Selected text →
◆ ◆ ◆
Continue to Site

Welcome to our site!

Electro Tech is an online community (with over 170,000 members) who enjoy talking about and building electronic circuits, projects and gadgets. To participate you need to register. Registration is free. Click here to register now.

  • Welcome to our site! Electro Tech is an online community (with over 170,000 members) who enjoy talking about and building electronic circuits, projects and gadgets. To participate you need to register. Registration is free. Click here to register now.

crystal, does it work without grounding?

Status
Not open for further replies.

skyrock

New Member
Hello everybody,

As with the little crystal problem i've had last few days, i finally found out why it didnt work but I dont understand it..

It happened that the crystal I used cannot be grounded in order to work. I can only make it work like the circuit in the attachment. Is it normal?

I'm using Nigel's main board and Led board for testing using PIC16f628



I attached the 2 legs from the crystal to RA6 & 7, and then my board turns on the LED on portb blinking at 1 second interval. But this is without any capacitor and grounding... (SPOOKY..) Does anybody knows why?

EDIT: it doesnt work already after i tried it again. would it because there's charge left inside the crystal? It's just plain wierd..
 

Attachments

  • crystal.JPG
    crystal.JPG
    7.4 KB · Views: 175
  • IMG061.jpg
    IMG061.jpg
    490.3 KB · Views: 195
Last edited:
Connect the capacitors, they are an essential part of the oscillator circuit - without them it 'may' work some of the time, due to stray capacitance, but it's unlikely to be reliable.
◆ ◆ ◆
Some material:
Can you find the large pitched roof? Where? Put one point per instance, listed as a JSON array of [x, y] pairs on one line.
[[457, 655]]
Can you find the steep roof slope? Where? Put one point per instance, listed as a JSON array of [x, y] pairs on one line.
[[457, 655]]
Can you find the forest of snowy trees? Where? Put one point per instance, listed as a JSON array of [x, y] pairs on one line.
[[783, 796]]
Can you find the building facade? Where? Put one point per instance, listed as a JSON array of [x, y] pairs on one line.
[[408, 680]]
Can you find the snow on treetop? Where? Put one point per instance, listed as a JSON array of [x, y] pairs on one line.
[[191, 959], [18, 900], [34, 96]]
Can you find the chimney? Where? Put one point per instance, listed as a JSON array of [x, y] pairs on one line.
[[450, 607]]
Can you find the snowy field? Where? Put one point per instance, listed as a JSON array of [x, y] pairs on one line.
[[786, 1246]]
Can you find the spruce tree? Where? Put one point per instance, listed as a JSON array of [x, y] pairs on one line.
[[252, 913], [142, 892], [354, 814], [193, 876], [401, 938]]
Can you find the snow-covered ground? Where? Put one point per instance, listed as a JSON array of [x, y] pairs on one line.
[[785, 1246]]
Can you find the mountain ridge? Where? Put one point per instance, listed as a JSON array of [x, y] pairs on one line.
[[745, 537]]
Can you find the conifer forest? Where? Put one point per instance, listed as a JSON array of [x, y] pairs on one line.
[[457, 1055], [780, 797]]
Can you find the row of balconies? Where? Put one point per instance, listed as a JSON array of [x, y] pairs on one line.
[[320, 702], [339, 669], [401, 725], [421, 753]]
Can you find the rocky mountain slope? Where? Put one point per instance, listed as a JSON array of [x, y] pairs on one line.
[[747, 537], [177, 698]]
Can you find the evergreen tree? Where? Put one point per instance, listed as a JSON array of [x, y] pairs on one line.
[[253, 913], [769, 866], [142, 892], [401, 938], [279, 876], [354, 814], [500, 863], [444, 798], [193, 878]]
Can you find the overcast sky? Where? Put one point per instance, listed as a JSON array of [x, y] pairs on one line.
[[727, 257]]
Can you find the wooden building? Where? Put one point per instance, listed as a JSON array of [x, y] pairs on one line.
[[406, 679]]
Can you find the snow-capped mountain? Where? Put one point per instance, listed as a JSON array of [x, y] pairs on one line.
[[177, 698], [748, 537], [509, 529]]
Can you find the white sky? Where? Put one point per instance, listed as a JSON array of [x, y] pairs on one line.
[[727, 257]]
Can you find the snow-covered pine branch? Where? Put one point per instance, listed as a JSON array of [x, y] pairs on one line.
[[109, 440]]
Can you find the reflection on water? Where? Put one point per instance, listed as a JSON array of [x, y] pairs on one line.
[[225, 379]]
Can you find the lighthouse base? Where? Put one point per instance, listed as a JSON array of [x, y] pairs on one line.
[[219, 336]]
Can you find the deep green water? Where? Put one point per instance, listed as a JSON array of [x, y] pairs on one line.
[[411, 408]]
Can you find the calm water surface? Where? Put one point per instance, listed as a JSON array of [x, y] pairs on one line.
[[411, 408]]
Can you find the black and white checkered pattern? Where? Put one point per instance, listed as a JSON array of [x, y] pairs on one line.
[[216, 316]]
◆ ◆ ◆
Your instructions → Pick up the forum thread on grounding a crystal and continue it from its last sentence. Nothing in the material is needed here.

Exercise result →
More than likely the stray capacitance of the PCB or prototype board he's using is enabling the crystal to oscillate as Nigel said above.
 
Same thing happened me the other day .I was wondering what was wrong until I removed the caps. It's still working away now.
I don't have the part no. for the crystal to find out what the story was.
 
Breadboards have a lot of parasitic capacitance. That said, I've always used xtals with caps on breadboards.
 
I never have problem with crystals not working on breadboard.

The technique is simple.

Place the crystal directly across the MCU pins. Do not use any extra connection wire or links to connect the crystal and its two capacitors.

Most projects I saw on the Net placed the crystal some distance away from the MCU pins, then connect them using links so that it looks neat and tidy.

Don't do that.
 
eblc1388 said:
Place the crystal directly across the MCU pins. Do not use any extra connection wire or links to connect the crystal and its two capacitors.

Most projects I saw on the Net placed the crystal some distance away from the MCU pins, then connect them using links so that it looks neat and tidy.

Don't do that.

can you explain further? what is the reason behind this?

regards.
 
eblc1388 said:
I never have problem with crystals not working on breadboard.

The technique is simple.

Place the crystal directly across the MCU pins. Do not use any extra connection wire or links to connect the crystal and its two capacitors.

Most projects I saw on the Net placed the crystal some distance away from the MCU pins, then connect them using links so that it looks neat and tidy.

Don't do that.
hi,
I agree, doing this way I never have a problem with the osc..:)
 
I agree with ericgibbs and eblc1388

The shorterway from the Crystal to the cnotroller the bether. This way you get the most correct freq. as you can control the stray capacitance (witch is on all PCBs more or less).

There are some ways to control the stray capacitance as shown on the pic below (snapped from DS1302 Datasheet). For Crystals that are used with PICs the caps are used for stability and to keep the crystals BandWith very tight. (I mean to have read somewhere that its like 3-4 Hz)
 

Attachments

  • crystal.jpg
    crystal.jpg
    151.9 KB · Views: 167
skyrock said:
I've finally found a way to make the crystal to work. After trying to abandon the 16f628 by using 16f84a, i noticed a statement from this spec, saying that it is recommended to use HS mode for crystal higher than 3.5mhz rather than XT mode. so this took me a week to finally solve.

https://www.electro-tech-online.com/custompdfs/2008/05/pic16f84A-1.pdf

Page:22, (or 24 of acrobat)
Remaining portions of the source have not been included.